THE PROBLEM:
Count the lines in the records that hold the string "below". Only the number should be given.

____ GIVEN ENTRIES

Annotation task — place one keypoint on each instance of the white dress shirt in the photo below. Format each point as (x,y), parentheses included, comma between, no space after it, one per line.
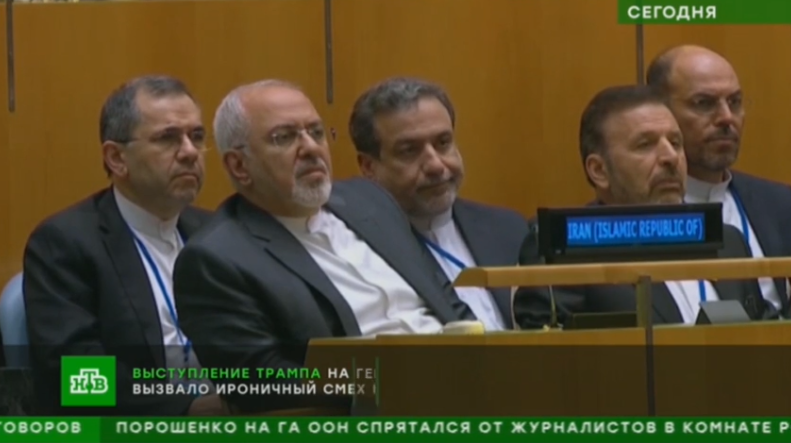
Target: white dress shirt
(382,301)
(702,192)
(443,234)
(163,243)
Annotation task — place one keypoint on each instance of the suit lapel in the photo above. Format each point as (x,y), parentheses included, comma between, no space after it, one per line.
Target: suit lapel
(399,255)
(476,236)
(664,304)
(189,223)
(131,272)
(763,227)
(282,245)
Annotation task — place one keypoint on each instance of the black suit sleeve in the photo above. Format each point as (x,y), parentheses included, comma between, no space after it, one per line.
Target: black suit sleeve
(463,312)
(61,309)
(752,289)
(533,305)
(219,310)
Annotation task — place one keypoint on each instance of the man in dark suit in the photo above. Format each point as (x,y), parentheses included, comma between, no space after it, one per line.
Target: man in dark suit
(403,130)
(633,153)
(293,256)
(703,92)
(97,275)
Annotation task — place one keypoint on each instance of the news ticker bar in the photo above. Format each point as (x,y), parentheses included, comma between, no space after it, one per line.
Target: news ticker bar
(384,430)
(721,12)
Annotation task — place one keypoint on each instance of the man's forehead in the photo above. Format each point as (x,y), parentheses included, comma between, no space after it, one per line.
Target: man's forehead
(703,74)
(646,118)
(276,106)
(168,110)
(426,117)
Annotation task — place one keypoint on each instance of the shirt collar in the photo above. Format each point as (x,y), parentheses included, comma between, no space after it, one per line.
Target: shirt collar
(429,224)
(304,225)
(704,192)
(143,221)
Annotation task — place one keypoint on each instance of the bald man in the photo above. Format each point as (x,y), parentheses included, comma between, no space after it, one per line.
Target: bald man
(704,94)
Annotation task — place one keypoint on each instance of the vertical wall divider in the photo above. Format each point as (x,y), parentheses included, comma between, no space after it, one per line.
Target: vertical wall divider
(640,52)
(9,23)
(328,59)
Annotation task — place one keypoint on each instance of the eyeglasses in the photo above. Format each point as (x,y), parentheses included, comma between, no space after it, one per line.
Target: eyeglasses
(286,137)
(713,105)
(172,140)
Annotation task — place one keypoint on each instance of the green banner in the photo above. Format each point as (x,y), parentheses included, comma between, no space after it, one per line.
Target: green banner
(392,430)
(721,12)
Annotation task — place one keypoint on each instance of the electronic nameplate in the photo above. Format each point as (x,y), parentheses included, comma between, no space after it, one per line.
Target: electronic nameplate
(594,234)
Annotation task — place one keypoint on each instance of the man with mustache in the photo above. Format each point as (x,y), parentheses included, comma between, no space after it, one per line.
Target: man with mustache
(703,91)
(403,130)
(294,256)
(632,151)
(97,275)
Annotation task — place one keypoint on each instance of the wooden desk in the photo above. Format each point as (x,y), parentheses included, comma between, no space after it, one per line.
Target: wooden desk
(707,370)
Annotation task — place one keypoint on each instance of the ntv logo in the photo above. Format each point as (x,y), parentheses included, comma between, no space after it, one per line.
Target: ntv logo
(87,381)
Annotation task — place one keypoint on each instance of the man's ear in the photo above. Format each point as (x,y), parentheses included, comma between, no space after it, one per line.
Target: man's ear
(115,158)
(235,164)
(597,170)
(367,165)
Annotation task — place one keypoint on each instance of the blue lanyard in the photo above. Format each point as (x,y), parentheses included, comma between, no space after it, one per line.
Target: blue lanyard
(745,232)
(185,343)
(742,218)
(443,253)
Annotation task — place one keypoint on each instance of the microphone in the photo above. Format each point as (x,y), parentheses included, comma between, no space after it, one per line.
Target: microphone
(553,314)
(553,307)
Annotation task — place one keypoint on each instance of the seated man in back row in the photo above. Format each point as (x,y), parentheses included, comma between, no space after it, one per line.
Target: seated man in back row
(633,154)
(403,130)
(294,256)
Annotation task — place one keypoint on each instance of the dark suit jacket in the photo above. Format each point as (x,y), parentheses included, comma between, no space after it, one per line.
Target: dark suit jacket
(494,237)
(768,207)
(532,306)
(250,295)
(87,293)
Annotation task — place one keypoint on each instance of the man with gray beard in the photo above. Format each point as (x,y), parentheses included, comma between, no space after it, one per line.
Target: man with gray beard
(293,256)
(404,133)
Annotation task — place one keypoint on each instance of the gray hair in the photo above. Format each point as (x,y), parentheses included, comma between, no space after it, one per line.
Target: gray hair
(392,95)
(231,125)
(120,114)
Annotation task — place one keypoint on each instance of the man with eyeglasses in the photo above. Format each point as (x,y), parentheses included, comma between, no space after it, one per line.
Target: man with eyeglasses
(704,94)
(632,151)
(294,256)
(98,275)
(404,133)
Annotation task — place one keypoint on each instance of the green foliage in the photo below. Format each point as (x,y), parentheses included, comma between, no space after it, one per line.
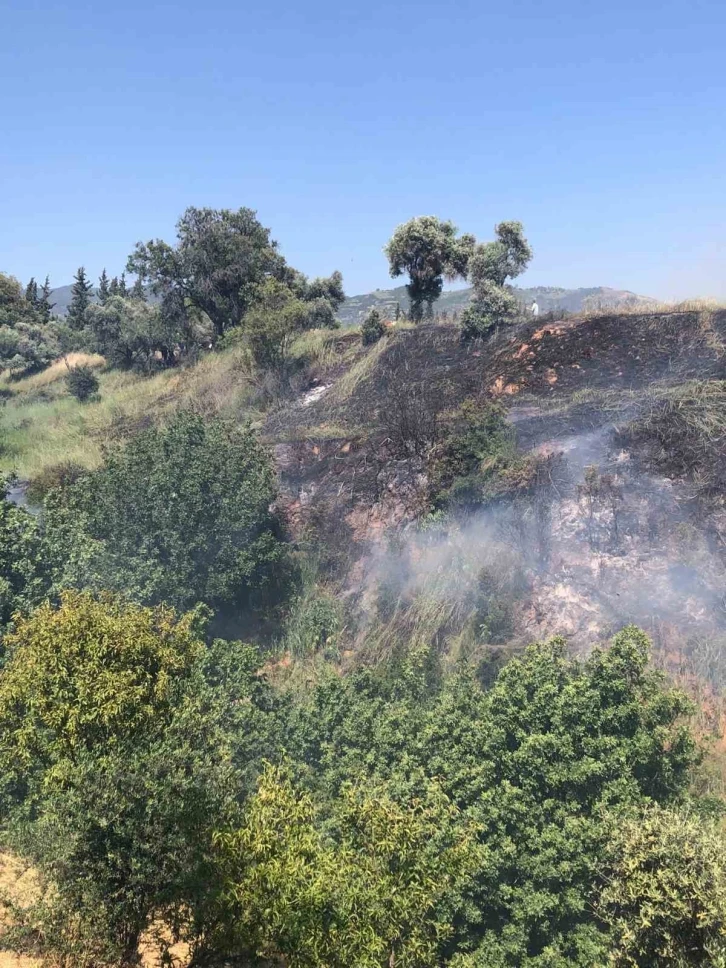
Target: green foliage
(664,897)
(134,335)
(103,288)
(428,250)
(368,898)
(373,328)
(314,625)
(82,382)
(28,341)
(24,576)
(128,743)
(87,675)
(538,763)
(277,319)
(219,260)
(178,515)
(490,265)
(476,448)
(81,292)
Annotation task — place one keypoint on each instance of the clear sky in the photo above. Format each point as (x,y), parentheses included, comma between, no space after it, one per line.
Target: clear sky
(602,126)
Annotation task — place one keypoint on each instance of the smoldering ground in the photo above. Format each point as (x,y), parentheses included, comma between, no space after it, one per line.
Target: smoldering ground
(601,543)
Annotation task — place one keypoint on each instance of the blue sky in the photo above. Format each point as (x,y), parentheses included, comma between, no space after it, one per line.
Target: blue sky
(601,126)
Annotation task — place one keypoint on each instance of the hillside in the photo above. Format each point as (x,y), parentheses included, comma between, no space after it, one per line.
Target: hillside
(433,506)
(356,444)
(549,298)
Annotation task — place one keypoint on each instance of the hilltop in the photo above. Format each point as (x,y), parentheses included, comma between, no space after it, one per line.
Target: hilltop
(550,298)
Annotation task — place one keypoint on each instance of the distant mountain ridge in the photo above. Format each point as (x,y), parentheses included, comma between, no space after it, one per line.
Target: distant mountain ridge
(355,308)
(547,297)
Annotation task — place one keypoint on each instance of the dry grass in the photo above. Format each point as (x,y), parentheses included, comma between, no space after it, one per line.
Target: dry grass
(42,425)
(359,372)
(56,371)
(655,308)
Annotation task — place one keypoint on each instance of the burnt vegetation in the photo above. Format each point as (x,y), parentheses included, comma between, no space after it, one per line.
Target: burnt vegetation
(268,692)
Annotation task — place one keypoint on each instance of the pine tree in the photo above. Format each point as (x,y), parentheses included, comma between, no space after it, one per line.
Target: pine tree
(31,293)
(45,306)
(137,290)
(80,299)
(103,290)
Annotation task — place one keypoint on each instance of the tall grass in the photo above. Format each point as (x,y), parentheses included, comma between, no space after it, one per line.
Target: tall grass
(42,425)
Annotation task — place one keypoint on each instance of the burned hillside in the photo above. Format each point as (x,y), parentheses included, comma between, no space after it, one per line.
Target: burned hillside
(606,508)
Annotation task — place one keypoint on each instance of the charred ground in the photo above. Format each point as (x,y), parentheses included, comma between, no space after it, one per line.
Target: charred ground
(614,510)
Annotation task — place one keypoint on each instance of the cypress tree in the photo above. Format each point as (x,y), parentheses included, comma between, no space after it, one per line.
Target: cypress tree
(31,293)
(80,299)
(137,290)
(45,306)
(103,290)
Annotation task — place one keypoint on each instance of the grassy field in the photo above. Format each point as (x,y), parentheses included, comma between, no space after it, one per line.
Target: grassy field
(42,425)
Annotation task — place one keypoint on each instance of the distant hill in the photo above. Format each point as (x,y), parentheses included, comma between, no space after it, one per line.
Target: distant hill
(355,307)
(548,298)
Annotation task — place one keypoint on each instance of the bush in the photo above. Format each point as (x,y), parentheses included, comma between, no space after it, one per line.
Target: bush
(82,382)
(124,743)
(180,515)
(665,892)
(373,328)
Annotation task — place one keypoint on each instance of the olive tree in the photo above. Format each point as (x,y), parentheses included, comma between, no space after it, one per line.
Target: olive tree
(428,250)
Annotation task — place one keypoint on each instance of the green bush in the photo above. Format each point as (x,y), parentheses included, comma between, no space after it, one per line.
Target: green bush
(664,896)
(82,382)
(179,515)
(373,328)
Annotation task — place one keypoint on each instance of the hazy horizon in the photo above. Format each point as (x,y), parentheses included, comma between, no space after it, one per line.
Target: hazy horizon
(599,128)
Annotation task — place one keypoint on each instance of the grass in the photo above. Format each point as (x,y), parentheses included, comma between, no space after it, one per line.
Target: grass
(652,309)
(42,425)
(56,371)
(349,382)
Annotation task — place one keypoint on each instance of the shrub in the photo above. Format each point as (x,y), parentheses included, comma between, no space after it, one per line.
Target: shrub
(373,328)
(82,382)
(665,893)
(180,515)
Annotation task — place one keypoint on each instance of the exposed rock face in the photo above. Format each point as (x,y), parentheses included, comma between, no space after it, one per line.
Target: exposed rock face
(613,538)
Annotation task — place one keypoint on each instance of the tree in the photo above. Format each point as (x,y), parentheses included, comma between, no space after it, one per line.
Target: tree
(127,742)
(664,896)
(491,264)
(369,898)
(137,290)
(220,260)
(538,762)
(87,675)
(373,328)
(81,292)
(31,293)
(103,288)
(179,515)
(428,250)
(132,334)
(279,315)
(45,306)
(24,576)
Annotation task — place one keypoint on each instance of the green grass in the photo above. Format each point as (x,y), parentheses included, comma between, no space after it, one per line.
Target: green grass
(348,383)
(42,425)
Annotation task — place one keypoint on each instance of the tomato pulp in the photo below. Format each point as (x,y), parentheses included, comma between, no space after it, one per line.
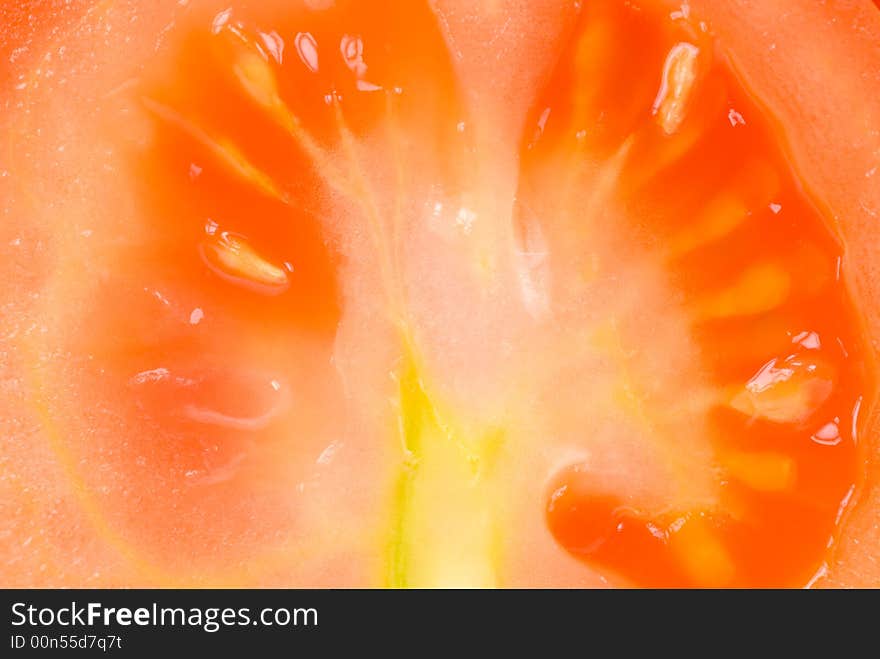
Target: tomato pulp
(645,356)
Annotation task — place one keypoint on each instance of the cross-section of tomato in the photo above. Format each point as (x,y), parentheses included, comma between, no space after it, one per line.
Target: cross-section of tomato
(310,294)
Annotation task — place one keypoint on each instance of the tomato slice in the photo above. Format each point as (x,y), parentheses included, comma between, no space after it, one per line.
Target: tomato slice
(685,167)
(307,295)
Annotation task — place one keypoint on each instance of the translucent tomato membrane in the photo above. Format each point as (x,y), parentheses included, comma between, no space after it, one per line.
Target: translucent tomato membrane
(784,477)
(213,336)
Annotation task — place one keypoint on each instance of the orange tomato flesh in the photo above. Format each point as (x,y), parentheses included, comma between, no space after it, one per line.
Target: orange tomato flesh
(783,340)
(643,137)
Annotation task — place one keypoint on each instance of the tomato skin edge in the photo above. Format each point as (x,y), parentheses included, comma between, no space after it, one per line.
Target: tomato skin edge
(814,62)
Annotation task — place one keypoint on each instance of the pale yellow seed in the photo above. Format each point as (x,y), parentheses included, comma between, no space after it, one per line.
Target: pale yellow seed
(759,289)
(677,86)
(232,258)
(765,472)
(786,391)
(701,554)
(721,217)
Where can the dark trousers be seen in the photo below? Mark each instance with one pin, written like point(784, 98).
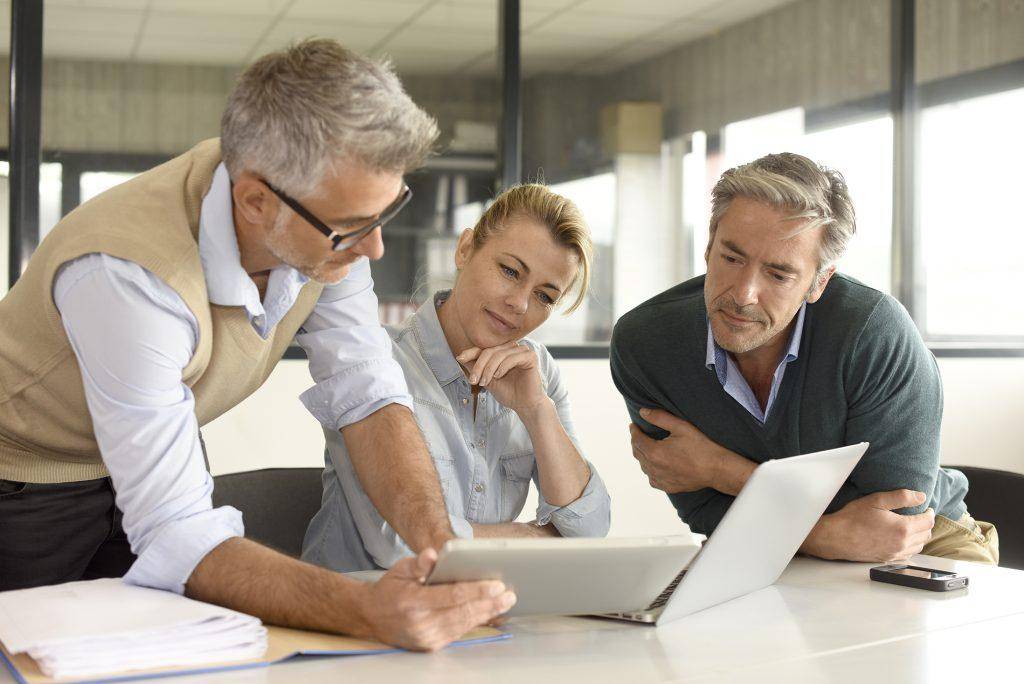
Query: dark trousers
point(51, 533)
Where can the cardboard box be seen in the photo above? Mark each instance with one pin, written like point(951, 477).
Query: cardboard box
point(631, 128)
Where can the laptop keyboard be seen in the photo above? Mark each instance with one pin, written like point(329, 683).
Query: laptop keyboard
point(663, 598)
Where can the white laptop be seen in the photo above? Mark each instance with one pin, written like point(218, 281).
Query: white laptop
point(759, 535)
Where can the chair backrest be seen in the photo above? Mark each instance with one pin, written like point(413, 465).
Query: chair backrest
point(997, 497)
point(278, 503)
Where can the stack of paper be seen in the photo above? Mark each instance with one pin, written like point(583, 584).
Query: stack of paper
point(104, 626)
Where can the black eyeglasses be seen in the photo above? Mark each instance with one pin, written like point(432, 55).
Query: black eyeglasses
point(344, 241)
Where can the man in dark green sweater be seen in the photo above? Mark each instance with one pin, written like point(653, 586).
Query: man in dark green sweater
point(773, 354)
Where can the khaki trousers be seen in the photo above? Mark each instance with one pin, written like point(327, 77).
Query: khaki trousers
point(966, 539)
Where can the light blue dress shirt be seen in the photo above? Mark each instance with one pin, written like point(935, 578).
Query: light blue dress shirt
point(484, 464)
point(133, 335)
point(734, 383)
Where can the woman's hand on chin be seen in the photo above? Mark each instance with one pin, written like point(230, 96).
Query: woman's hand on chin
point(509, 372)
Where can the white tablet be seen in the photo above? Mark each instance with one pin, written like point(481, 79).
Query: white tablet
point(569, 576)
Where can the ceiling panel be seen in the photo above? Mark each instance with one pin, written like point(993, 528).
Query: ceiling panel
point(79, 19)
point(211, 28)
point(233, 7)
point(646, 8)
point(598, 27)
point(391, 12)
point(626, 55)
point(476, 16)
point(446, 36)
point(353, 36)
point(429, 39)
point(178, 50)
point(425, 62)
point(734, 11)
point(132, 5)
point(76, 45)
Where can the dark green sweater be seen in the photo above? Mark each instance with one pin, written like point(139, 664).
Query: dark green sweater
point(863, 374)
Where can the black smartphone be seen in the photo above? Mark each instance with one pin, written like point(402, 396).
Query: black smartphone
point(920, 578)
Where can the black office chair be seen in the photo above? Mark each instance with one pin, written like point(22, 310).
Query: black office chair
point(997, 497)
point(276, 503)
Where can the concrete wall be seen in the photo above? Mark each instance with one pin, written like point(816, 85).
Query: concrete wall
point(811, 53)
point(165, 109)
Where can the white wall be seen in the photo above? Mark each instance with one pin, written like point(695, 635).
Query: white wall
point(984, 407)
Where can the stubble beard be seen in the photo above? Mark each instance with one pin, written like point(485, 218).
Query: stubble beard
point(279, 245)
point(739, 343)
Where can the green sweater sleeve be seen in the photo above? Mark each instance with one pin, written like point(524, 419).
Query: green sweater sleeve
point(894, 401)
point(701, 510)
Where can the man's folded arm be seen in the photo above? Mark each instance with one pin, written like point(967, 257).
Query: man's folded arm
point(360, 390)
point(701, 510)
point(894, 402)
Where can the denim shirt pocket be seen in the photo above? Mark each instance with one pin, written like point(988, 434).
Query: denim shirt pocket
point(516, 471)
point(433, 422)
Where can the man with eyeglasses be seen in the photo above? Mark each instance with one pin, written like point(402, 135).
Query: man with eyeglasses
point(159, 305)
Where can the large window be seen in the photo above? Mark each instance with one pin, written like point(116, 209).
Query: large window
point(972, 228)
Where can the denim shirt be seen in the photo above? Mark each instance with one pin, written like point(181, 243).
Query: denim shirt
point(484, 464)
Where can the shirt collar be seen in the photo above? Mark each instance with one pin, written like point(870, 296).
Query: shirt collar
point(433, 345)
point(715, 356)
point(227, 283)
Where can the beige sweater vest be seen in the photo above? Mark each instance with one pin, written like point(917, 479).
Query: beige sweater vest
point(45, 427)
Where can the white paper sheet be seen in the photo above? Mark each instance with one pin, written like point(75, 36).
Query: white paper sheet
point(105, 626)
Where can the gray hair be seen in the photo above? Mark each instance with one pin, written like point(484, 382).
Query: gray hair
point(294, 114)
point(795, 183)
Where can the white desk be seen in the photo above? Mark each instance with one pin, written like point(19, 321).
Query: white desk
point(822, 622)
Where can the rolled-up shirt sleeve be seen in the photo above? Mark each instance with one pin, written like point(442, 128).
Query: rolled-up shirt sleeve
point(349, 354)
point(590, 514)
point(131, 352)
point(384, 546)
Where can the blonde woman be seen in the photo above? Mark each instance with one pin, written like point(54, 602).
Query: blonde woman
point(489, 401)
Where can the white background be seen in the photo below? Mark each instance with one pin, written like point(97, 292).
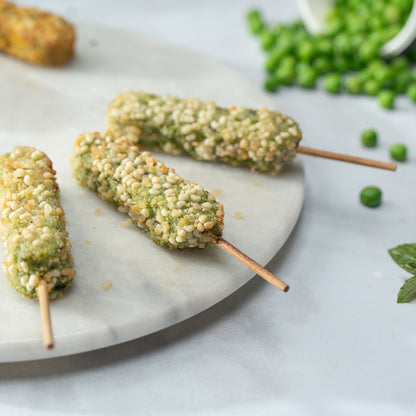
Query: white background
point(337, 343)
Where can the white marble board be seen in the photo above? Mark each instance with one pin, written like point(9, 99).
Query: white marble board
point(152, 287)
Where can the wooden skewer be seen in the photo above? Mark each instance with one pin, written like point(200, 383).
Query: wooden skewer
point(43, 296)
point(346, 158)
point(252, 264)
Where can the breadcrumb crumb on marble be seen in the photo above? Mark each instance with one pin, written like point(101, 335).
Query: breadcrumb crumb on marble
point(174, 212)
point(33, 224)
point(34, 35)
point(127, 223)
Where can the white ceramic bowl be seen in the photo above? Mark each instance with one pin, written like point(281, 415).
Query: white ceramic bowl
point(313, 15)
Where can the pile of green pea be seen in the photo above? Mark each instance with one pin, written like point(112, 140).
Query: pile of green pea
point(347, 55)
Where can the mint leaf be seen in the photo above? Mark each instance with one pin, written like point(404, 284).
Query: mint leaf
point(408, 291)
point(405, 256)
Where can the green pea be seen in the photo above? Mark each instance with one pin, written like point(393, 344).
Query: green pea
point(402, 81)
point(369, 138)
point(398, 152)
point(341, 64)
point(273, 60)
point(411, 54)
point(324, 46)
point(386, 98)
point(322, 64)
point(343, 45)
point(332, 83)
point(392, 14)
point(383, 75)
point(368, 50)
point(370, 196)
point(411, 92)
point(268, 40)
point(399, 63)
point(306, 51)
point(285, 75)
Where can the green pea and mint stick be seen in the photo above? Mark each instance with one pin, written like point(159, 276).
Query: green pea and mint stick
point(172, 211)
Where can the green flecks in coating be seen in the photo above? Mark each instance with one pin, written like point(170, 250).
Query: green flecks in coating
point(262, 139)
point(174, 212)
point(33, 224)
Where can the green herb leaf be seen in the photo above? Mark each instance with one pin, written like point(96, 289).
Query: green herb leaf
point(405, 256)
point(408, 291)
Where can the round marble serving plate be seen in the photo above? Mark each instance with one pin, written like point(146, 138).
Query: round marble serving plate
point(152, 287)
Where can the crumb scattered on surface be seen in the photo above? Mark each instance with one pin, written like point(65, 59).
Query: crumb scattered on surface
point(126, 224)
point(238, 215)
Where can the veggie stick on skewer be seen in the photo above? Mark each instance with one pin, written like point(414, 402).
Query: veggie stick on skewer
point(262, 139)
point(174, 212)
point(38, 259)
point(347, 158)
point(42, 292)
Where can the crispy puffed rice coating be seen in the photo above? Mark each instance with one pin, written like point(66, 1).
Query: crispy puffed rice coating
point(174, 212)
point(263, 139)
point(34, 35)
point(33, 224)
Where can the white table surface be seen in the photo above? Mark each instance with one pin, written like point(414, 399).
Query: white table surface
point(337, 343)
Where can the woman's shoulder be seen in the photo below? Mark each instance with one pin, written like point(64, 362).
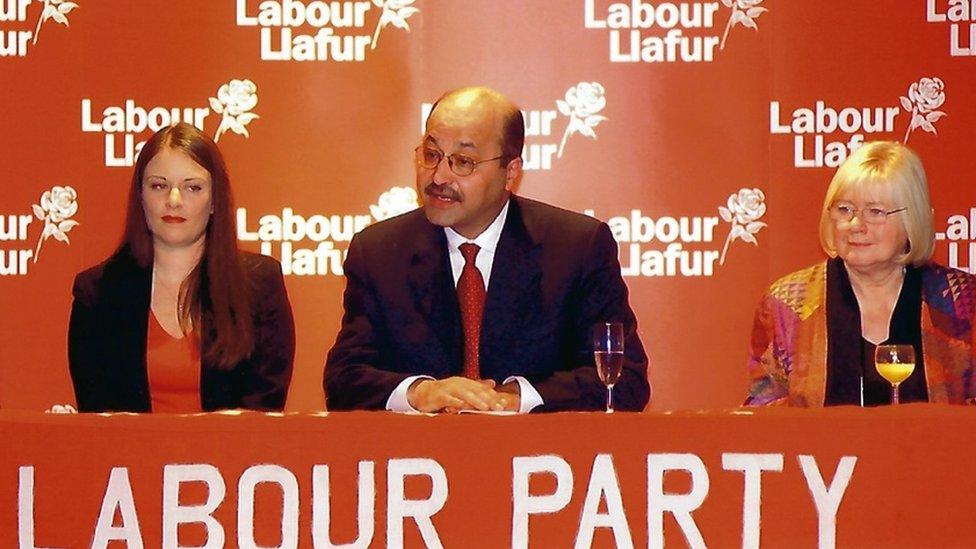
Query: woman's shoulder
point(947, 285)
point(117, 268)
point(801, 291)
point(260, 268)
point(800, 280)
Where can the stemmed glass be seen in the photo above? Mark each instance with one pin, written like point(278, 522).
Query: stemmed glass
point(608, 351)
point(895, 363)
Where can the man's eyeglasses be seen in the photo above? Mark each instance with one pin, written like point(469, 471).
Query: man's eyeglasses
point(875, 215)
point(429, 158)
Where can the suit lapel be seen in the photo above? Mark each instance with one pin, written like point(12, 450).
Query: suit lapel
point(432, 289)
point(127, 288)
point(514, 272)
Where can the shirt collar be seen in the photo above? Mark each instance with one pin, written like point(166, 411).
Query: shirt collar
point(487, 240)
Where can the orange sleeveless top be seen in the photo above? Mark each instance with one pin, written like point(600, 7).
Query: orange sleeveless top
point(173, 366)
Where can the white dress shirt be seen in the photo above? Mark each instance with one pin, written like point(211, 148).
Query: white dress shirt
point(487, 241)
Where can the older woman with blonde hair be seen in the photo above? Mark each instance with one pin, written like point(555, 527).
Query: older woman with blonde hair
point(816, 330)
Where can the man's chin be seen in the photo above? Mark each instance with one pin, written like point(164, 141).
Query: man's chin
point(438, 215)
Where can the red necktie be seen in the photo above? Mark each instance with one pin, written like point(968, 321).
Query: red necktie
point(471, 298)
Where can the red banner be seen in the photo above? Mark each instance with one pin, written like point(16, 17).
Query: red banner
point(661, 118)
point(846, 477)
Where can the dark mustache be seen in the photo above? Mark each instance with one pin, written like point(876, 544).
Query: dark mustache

________

WRITTEN ANSWER:
6